*Objective*
How many lines of the material contain the string "blazer", with case counting? Reply with the number alone.

*Input for this task*
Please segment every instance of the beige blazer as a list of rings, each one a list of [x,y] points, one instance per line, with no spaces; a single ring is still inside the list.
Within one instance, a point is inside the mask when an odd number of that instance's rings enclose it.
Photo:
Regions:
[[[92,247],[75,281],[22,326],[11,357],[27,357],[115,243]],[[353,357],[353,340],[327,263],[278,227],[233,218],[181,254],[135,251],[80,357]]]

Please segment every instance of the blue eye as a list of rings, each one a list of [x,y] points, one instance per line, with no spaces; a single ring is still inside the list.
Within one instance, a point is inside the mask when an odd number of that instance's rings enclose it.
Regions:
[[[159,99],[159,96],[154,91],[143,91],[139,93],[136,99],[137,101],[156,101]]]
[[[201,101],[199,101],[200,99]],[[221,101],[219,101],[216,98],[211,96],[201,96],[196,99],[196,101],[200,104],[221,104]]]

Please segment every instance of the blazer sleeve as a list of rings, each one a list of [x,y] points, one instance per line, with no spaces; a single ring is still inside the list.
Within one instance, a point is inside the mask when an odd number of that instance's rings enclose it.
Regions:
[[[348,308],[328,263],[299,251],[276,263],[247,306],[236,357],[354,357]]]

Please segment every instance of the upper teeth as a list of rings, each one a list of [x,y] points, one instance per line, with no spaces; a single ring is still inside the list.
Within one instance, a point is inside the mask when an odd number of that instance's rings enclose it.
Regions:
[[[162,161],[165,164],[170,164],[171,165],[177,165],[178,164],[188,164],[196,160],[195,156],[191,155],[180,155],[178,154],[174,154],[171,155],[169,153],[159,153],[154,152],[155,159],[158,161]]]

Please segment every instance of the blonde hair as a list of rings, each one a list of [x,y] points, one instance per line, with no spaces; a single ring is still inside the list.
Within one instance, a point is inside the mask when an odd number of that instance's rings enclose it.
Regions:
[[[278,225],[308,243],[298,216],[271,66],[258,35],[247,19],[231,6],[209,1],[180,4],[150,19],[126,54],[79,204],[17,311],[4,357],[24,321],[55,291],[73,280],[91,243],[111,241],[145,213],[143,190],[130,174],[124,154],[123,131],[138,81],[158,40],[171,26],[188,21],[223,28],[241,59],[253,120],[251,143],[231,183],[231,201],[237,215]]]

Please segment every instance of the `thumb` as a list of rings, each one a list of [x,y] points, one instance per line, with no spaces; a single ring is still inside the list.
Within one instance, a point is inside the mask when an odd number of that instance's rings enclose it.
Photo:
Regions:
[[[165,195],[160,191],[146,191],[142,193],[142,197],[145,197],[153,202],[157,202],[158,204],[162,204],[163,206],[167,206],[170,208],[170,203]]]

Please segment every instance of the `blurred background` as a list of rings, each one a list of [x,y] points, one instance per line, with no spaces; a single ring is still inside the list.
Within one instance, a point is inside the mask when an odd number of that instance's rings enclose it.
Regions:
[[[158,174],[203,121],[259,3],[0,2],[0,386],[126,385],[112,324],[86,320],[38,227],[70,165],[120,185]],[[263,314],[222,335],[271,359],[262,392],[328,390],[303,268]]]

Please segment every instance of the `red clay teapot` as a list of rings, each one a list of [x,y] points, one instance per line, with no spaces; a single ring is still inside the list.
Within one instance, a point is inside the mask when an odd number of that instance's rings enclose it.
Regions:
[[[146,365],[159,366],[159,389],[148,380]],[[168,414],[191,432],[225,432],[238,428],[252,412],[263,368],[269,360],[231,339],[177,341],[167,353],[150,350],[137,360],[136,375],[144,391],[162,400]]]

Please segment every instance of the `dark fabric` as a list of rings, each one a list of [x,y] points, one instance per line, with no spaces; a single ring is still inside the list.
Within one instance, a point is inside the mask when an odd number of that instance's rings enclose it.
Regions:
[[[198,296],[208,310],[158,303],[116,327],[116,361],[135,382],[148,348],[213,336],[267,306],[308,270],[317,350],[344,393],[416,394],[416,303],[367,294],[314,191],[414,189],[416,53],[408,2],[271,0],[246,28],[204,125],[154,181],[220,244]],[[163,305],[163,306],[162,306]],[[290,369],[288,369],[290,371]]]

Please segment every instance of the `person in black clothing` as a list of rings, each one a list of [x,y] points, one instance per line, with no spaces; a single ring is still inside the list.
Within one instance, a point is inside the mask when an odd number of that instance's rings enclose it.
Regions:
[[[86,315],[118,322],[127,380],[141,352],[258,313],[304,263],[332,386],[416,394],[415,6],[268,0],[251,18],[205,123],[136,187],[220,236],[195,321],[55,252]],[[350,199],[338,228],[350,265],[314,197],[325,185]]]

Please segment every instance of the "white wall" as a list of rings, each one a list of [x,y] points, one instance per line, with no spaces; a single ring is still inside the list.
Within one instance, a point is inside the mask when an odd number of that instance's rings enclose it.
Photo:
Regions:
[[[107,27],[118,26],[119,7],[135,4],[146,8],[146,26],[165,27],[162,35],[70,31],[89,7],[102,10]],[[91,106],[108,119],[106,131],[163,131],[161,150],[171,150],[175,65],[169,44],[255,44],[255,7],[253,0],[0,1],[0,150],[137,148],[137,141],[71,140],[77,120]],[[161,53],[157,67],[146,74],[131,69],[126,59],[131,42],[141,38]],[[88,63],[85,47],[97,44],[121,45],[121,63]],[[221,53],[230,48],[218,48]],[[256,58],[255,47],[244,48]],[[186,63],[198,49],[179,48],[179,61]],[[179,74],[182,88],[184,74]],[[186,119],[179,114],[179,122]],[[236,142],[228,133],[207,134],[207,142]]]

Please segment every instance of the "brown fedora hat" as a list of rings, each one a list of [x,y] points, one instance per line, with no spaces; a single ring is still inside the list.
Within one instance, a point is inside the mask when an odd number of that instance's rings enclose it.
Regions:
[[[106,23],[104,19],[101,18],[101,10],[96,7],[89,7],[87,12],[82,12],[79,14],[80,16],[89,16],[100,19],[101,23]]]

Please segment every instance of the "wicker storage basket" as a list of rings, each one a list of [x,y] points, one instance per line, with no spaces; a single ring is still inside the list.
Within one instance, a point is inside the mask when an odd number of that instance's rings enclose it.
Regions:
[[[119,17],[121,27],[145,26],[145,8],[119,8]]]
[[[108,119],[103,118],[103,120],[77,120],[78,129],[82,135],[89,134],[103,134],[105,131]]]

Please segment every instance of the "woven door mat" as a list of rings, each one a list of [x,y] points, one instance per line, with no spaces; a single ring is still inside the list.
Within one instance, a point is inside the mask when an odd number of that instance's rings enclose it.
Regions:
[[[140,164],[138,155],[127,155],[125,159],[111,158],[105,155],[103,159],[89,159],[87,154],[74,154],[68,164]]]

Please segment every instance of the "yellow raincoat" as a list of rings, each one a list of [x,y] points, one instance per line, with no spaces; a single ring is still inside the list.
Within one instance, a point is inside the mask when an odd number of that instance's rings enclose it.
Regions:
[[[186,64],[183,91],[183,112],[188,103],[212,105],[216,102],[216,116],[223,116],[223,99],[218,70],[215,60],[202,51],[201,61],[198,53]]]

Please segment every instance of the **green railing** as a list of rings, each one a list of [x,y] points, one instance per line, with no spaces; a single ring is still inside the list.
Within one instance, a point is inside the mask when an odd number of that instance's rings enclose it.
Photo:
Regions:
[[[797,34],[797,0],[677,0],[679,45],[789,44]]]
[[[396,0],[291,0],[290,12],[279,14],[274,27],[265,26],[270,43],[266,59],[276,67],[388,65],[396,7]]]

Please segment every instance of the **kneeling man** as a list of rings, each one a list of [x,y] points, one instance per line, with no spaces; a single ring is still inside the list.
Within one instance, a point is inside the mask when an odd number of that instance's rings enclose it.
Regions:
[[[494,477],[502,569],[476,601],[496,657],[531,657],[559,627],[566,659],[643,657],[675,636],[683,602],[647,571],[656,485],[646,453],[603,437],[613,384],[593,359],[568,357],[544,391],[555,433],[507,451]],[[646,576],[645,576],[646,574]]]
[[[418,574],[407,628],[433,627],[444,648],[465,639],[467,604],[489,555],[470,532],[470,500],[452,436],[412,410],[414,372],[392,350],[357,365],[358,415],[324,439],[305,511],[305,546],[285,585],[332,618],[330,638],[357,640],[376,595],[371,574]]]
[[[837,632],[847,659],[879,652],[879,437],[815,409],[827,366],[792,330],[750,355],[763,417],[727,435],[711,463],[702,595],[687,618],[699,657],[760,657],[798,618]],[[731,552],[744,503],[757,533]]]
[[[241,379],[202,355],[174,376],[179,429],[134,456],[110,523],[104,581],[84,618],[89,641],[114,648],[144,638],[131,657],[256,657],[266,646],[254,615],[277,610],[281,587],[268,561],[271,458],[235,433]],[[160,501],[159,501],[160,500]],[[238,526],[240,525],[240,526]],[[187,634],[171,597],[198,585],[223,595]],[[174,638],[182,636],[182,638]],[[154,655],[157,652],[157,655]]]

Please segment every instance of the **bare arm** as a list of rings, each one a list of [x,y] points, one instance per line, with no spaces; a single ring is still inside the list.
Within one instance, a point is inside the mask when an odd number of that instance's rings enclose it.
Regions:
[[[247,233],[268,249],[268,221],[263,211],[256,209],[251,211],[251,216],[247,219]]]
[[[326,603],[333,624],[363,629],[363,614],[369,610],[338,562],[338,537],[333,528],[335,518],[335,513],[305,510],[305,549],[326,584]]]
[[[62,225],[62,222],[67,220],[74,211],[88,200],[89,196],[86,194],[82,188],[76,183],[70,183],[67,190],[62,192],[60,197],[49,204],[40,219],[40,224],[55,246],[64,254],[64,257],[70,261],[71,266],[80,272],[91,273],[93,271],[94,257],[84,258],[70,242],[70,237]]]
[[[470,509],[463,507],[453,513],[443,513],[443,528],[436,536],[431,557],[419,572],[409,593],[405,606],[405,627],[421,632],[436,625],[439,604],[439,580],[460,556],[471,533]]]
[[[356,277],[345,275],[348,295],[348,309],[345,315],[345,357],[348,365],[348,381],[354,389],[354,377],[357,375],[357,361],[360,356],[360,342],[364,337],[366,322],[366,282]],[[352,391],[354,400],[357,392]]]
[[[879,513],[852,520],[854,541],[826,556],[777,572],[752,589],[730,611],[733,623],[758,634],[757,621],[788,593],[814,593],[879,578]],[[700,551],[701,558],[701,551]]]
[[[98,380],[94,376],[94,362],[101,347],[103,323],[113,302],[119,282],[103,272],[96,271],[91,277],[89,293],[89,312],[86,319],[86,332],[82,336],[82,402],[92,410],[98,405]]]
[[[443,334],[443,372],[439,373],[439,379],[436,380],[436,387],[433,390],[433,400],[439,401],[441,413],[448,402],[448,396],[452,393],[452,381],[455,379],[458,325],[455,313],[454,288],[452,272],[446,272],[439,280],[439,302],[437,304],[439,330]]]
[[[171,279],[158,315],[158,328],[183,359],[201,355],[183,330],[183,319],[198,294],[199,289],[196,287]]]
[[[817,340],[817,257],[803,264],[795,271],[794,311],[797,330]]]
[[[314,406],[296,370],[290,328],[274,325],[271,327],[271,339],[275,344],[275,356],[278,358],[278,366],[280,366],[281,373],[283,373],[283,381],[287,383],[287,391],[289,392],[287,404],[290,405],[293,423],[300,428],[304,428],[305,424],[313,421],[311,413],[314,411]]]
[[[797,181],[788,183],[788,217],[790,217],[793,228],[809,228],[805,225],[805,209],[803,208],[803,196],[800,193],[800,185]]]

*Exercise answer*
2